• **MATERIAL PROVIDED**
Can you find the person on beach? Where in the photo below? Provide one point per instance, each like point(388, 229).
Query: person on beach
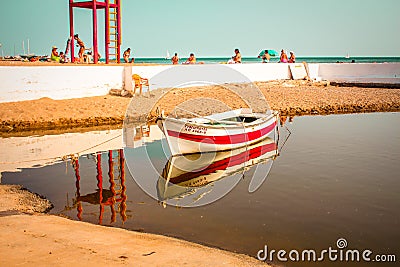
point(54, 54)
point(191, 59)
point(283, 58)
point(126, 55)
point(81, 47)
point(265, 57)
point(292, 58)
point(62, 57)
point(175, 59)
point(237, 58)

• **EXERCISE DIRECTIONS**
Reproduce the lines above verbatim, leaving out the picture.

• **SOLUTION TO THIS TASK**
Can you find the person on beach? Where in the photo below? Provide one point per instance, each like point(388, 229).
Query: person on beach
point(54, 54)
point(191, 59)
point(283, 58)
point(126, 55)
point(81, 47)
point(265, 57)
point(292, 58)
point(62, 57)
point(175, 59)
point(237, 58)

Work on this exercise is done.